Given problem
Return each entry exactly, with none missing.

Exercise input

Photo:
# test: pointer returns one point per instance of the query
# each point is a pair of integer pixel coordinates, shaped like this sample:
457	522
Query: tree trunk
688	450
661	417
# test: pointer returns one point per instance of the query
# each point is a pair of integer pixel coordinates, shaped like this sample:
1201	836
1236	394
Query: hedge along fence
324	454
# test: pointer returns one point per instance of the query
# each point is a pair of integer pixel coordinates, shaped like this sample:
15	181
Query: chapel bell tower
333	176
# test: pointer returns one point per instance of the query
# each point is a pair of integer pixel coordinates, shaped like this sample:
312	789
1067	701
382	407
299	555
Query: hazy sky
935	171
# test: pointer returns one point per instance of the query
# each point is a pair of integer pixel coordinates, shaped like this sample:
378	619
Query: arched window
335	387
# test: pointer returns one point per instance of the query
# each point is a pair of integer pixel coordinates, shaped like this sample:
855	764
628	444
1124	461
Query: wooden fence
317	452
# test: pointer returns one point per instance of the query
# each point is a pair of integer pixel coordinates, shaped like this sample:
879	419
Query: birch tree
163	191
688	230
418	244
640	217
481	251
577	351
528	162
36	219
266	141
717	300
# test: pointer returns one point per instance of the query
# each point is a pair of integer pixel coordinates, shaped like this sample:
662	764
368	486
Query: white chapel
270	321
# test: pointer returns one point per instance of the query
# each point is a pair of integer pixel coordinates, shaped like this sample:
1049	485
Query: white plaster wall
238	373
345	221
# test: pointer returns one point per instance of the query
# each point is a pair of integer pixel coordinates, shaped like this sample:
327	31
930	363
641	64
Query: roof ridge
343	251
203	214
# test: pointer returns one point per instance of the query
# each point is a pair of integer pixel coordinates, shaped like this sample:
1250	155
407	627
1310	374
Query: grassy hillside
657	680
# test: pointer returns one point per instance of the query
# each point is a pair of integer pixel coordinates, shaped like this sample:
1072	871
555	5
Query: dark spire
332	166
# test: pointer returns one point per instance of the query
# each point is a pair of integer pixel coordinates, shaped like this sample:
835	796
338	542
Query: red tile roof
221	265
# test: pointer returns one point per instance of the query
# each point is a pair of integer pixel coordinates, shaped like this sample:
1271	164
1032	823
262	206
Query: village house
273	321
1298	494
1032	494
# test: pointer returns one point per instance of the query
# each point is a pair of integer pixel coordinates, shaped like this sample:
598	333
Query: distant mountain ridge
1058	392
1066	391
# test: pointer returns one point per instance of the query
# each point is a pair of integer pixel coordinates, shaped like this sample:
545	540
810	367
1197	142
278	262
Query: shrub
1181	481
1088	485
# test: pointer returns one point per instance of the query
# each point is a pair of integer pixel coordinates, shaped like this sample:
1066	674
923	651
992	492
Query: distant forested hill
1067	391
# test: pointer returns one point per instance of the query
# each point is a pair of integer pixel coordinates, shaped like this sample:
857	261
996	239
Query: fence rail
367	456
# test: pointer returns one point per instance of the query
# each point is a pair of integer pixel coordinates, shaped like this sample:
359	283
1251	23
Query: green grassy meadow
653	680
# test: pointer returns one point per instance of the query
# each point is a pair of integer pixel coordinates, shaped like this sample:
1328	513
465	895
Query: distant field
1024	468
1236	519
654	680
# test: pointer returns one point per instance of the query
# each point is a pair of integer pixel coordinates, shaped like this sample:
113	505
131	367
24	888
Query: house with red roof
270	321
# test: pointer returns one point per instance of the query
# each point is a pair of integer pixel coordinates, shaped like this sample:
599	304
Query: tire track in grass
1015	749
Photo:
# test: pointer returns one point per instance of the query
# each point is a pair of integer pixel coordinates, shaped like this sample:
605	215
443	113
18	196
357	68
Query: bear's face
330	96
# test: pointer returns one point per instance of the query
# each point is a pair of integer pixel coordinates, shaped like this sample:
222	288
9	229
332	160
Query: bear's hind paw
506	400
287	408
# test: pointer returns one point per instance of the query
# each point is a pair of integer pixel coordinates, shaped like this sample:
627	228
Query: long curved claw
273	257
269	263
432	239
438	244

Expected answer
Photo:
# test: pointer returns one point per instance of the query
# each point is a pair of integer pixel coordinates, shaped like this sample:
457	522
Query: tree trunk
688	450
661	417
# test: pointer returns one point per instance of the query
# each point is a pair of integer pixel coordinates, shaped like this sample:
1201	836
1236	394
Query: hedge along fence
324	454
# test: pointer returns one point per instance of the query
# each point is a pair of integer pixel coordinates, shaped like this sample:
15	181
Query: chapel bell tower
333	176
# test: pointer returns one point per instance of the query
# each point is a pair of integer pixel coordinates, shaped like this sample:
312	789
1067	701
382	407
299	555
Query: hazy sky
935	171
# test: pointer returns one point per instance of the query
# each point is a pair of integer pixel coordinates, shaped like this sample:
378	619
Query: arched window
335	387
# test: pointer returns one point per instance of the query
# each point is a pair of integer pixel coordinates, shaped like this sample:
855	764
628	444
1124	461
Query: wooden fence
317	452
# test: pointer returns one point per instance of the query
# each point is a pair of integer pixel coordinates, shaped like this sample:
879	419
Query: birch tree
163	191
688	230
418	244
640	217
481	251
577	351
528	162
36	219
266	141
717	300
# test: pointer returns one point per instance of the query
# each point is a pair of integer pixel coordinates, shaped like this sample:
662	764
368	486
Query: white chapel
270	321
# test: pointer returns one point per instance of the query
# each point is a pair of integer pixel coordinates, shaped like this sample:
1049	485
Query: white plaster wall
238	373
345	221
# test: pointer returns one point per instance of the query
# each point is a pair of integer pixel coordinates, shaped like this sample:
327	31
930	363
641	64
Query: roof ridge
343	251
203	214
# test: pointer returns one point per instance of the query
# each point is a pair of integer pixel coordinates, shaped like this sample:
1250	155
407	627
1310	374
Query: grassy hillside
657	680
# test: pointer returns one point per instance of the query
# each point is a pair of integer pixel coordinates, shaped like this sample:
1072	871
555	5
Query: dark spire
332	166
# test: pointer returns one point per instance of the query
# each point is a pair of integer pixel coordinates, shaped like this sample:
835	796
338	542
Query: red tile roof
221	265
# test: pointer returns one point per instance of the query
# each point is a pair of integer pixel coordinates, shaped like this sample:
1271	164
1032	823
262	206
Query: village house
273	321
1298	494
1032	494
# test: pointer returns one point per instance of the query
# each point is a pair of integer pixel coordinates, shaped like this sample:
598	333
Query: distant mountain ridge
1058	392
1066	391
# test: pointer returns one point per instance of the query
# each point is a pair of integer pixel coordinates, shaped like this sample:
545	540
810	367
1197	142
278	262
Query: shrub
1181	481
1088	485
# test: pointer returns one point per instance of the query
# each point is a pair of integer pixel coordinates, shaped like this sample:
1066	674
923	651
992	492
Query: distant forested hill
1067	391
# test: pointer returns one point per instance of the query
# each point is a pair of integer pixel coordinates, shaped like this sample:
857	261
996	239
Query: fence rail
367	456
# test: pointer returns one point per instance of the query
# each point is a pair of integer pixel coordinates, shaped like this sample:
359	283
1251	23
Query: green grassy meadow
653	680
# test: pointer returns one point per instance of the query
# each point is a pair of integer pixel coordinates, shaped like this sample:
1328	513
465	895
Query: distant field
1024	468
1236	519
654	680
# test: pointer returns one point per instance of the query
# each point is a pair of integer pixel coordinates, shaped like this sample:
113	505
131	367
24	888
Query: house with red roof
270	321
# test: pointer returns one point per instance of the query
# each point is a pair of integer pixel coordinates, shaped like this sample:
599	304
Query: tire track in grass
1015	749
Photo:
# test: pointer returns one point per instance of the query
# each point is a pair of integer pixel coordinates, shaped like this sample:
605	215
443	113
18	196
357	68
Query: bear's face
330	96
# test: pointer returns one point per instance of the query
# each point is a pair of integer pixel coordinates, shaped like this sample:
222	288
9	229
332	160
Query: bear's hind paw
506	400
287	408
# test: pointer returns one point per instance of the query
# each point is a pair of integer pixel coordinates, shaped like this sample:
627	228
Query: long curved claw
273	257
269	263
432	239
438	244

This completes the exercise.